Extract to read:
****************
Tinsquo's curatorial project, Adjacent To Life, presents 20th Century Artifacts...from another timeline by John Tebeau.
John Tebeau presents a selection of newspapers, magazines, paperbacks, concert posters, T-shirts, brochures and children’s books acquired from a thrift store residing in an alternate timeline of the 20th century.
The artist explains the emergence of this parallel narrative:
“In a nutshell, here’s how that timeline diverged from ours: President Dwight D. Eisenhower underwent safe, professionally administered and 100% legal psychedelic therapy for trauma following his 1955 heart attack. (See NYT-1956.) After all, psychiatrists in the ‘50s effectively used LSD to treat anxiety, depression and addiction with minimal risk. Once his ticker was healed up, Ike went for it, and in three sessions confronted his innermost challenges and, at the height of his (and the nation’s) power, came through “a better man.”
****************
Information given:
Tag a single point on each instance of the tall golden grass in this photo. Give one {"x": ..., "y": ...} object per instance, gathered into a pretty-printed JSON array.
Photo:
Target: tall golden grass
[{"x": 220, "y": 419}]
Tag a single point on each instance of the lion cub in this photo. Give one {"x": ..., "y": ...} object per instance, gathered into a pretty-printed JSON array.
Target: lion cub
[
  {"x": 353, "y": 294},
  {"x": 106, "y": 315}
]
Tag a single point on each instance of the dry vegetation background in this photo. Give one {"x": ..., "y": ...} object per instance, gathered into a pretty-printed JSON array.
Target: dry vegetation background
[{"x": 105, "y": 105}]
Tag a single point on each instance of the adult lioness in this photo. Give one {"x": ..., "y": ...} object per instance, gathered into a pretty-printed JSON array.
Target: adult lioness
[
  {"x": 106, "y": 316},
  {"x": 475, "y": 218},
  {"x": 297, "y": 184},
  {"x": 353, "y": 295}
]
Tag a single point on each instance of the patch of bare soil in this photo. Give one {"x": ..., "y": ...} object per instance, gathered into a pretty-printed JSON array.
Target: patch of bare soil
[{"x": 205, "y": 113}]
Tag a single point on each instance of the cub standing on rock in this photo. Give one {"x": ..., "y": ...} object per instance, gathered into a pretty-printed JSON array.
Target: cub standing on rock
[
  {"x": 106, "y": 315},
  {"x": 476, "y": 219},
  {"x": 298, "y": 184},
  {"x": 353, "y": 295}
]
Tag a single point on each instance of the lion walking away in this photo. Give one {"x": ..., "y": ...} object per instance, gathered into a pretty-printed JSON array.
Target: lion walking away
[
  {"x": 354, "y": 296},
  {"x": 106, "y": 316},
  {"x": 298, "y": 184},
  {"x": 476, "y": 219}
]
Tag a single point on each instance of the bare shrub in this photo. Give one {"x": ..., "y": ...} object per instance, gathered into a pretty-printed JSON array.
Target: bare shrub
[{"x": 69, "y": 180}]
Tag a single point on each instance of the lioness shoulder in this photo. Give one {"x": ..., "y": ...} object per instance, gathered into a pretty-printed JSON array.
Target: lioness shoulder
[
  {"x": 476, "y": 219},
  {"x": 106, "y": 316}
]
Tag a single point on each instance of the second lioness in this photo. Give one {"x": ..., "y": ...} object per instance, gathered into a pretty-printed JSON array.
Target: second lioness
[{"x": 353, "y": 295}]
****************
Exercise set:
1 > Quote the exhibition text about John Tebeau's artifacts from "John Tebeau presents" to "the 20th century.".
2 > Extend the exhibition text about John Tebeau's artifacts, picking up after its final sentence.

Responses:
1 >
John Tebeau presents a selection of newspapers, magazines, paperbacks, concert posters, T-shirts, brochures and children’s books acquired from a thrift store residing in an alternate timeline of the 20th century.

2 >
“Eisenhower’s vision of himself and the world was forever altered, and as Ike went, so went the nation, including his bundle-of-neuroses vice president Richard M. Nixon. At his boss’s urging, Nixon gave psychedelic therapy a whirl, and, lo and behold, he too came out a better man. He whupped JFK in 1960 (the cool, self-assured “New Nixon” mopped up the floor with him in the debates) and became the best version of himself. No paranoia, no loser-boy, chip on his shoulder, no sweat-drenched upper lip. He took Ike’s aggressively enlightened agenda and ran with it. Read the stories in NYT-1963. (Happily, JFK had a much better November 22, 1963 in that timeline, and lived to the ripe old age of 88, dying in bed –- natch – in 2005.)
“In short, the psychedelic revolution was officially condoned, medically normalized, and ubiquitous.”
The exhibition is on view through November 2 at the Adjacent to Life pop-up gallery housed in Ninth Street Espresso (341 E. 10th Street at Ave B, New York City).